Work to be completed: Work through the listing below, copying each line that carries the word "this".
(Given records Opens)
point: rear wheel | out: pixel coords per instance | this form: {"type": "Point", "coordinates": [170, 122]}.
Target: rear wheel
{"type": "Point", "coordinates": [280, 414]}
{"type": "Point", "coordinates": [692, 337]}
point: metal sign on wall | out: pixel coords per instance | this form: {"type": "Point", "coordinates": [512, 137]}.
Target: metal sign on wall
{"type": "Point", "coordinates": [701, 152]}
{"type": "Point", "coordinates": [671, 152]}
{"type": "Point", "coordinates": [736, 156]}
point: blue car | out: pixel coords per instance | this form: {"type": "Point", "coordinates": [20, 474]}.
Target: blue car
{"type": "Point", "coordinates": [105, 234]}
(Given records Closes)
(Given records Opens)
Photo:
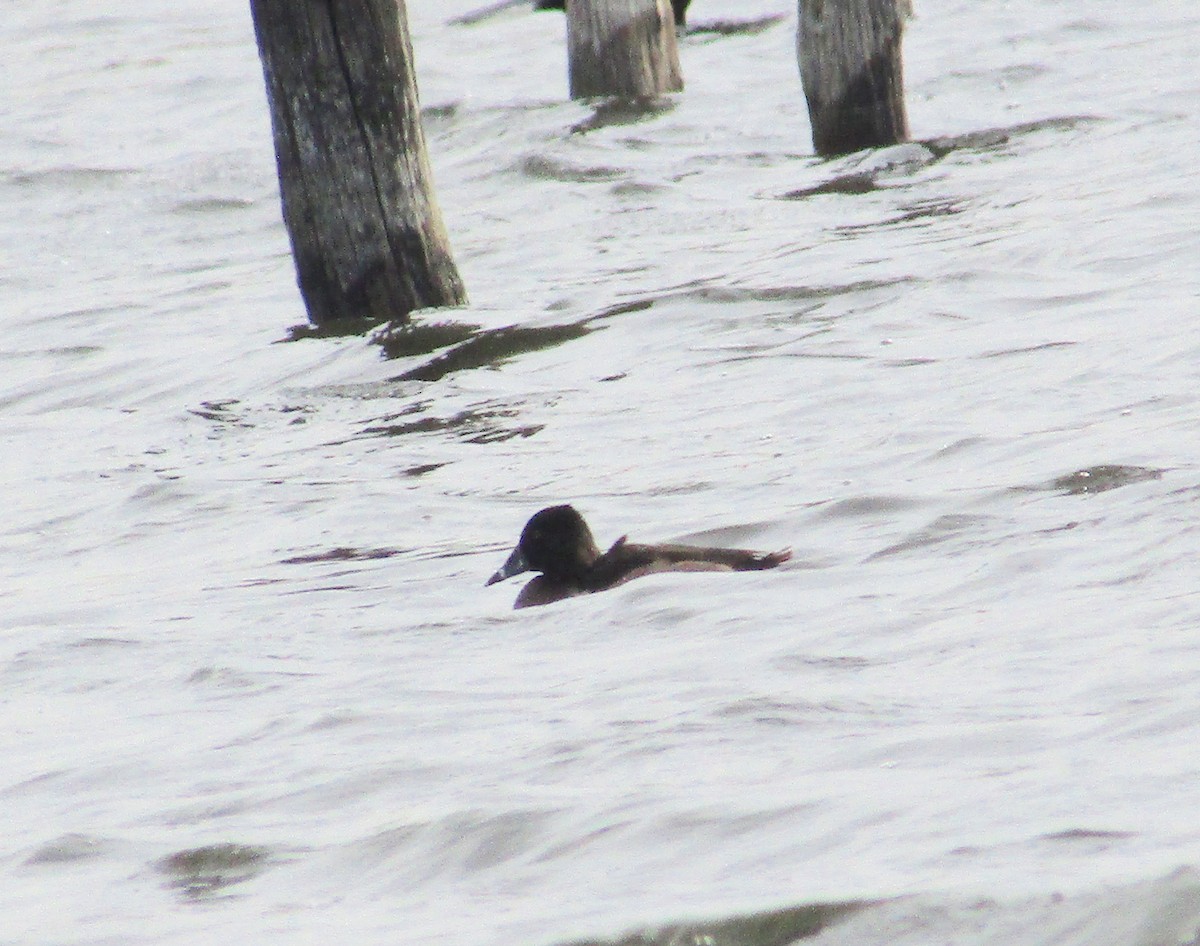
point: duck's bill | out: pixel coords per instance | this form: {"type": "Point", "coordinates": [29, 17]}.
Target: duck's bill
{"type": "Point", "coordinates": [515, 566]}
(Given records Closes)
Task response:
point: rear wheel | out: pixel coords per instance | this form: {"type": "Point", "coordinates": [170, 122]}.
point: metal sign on wall | out: pixel coords per instance | this form: {"type": "Point", "coordinates": [512, 137]}.
point: blue car | out: pixel coords per instance | this form: {"type": "Point", "coordinates": [20, 474]}.
point: duck's bill | out: pixel coords per instance | this form: {"type": "Point", "coordinates": [29, 17]}.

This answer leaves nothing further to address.